In the records that follow, find the line with "Drop one dot on each instance of the bus"; from there, retype every line exactly through the line with "Target: construction crane", which also belongs to the answer.

++++ Data under study ++++

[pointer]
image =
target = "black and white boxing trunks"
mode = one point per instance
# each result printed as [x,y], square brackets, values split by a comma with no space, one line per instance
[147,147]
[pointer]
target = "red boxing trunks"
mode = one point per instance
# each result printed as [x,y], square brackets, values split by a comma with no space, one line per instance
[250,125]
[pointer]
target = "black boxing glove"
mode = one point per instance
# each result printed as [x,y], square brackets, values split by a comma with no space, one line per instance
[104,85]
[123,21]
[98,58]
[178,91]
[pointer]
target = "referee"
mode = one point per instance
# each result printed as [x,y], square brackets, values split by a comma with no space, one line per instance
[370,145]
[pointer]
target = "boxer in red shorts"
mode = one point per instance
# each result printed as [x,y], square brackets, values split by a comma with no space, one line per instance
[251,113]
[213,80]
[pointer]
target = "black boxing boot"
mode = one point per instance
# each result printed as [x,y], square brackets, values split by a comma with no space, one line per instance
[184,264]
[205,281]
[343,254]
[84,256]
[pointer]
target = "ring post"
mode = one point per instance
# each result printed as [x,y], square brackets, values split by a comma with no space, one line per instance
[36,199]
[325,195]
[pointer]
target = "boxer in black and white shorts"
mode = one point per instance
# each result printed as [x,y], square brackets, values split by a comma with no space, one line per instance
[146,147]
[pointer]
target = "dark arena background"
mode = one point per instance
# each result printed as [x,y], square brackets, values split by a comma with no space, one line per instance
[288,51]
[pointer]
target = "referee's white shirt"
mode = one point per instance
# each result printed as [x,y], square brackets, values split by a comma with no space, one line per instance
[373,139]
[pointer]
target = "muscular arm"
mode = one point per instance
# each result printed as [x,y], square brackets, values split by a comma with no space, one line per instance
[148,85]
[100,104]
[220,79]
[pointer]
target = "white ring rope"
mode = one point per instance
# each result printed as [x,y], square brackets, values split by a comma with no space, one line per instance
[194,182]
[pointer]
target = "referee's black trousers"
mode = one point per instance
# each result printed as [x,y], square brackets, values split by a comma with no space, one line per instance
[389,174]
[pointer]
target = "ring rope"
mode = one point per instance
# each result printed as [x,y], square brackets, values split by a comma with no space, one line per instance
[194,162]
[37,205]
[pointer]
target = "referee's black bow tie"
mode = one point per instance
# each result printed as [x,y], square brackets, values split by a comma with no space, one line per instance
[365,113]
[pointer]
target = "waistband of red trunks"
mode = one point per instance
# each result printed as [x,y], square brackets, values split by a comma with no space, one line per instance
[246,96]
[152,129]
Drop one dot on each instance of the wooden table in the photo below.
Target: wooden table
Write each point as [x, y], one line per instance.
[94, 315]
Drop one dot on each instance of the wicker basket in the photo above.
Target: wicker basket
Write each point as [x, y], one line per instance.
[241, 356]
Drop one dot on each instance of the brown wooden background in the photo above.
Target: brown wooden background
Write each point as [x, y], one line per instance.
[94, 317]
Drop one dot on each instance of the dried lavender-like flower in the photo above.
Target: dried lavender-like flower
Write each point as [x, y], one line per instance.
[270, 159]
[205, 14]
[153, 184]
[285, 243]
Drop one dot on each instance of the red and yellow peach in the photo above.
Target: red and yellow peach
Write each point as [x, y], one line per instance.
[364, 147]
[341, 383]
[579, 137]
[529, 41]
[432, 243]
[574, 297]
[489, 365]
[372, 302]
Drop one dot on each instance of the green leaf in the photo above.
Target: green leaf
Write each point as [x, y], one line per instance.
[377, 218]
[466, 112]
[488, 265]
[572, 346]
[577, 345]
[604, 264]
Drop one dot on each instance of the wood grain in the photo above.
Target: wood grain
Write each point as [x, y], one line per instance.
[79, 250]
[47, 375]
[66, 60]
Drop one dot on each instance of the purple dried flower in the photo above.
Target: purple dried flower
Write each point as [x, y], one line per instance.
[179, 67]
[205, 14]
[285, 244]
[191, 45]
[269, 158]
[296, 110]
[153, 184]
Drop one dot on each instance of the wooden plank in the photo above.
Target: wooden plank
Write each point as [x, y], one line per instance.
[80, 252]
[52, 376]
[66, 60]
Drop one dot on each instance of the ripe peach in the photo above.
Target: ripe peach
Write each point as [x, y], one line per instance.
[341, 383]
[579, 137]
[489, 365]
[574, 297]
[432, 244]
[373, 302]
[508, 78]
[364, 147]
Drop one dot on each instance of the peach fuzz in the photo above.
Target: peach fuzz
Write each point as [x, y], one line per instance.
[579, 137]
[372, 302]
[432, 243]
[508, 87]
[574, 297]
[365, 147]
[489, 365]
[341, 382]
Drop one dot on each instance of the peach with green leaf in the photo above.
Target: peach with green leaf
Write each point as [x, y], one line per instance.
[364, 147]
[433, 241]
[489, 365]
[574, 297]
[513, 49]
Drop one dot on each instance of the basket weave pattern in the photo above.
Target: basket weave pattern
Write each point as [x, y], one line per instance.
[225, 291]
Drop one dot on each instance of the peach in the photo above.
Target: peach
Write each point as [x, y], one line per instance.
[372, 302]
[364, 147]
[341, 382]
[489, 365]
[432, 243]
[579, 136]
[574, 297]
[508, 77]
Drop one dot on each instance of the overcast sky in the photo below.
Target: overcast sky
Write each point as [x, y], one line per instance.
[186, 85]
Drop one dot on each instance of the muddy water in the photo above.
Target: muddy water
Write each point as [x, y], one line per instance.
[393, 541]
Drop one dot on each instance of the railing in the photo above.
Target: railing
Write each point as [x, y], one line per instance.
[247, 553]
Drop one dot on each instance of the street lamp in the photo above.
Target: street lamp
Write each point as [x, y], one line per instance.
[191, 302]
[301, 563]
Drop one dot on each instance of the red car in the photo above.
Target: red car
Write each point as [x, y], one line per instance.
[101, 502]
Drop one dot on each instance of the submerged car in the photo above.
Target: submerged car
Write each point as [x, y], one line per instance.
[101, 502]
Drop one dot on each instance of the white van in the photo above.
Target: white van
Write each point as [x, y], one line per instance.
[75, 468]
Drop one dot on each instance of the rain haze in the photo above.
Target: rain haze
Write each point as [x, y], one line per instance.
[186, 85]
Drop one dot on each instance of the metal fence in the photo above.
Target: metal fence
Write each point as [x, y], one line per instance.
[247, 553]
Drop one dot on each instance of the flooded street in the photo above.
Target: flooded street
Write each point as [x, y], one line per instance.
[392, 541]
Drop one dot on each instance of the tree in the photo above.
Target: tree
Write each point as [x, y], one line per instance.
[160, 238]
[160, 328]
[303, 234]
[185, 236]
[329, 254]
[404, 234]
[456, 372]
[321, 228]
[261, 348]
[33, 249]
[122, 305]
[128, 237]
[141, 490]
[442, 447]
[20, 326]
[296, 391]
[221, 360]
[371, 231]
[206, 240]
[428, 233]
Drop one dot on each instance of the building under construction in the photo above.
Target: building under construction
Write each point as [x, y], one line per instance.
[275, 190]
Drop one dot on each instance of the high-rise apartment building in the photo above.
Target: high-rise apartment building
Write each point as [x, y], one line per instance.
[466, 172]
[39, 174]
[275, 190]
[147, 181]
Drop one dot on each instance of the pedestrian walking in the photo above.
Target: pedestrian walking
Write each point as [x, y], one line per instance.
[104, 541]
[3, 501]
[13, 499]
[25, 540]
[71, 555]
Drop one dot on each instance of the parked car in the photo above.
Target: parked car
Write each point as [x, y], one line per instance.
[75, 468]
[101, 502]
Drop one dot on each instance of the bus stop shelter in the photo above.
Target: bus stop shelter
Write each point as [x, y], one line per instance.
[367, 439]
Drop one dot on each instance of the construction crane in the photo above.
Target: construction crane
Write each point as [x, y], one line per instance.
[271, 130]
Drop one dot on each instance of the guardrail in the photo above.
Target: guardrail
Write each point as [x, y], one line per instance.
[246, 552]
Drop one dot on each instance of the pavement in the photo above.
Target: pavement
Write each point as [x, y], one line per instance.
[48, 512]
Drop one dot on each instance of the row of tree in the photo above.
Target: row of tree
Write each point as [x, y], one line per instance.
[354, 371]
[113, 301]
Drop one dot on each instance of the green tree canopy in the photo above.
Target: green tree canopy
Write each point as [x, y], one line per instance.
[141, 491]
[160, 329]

++++

### Written response
Drop one dot on each instance of the bus stop shelter in the photo above.
Target: bus stop shelter
Write each point as [x, y], one line per instance.
[367, 439]
Drop one dot on each instance of the construction crane in the photo above.
Target: construction crane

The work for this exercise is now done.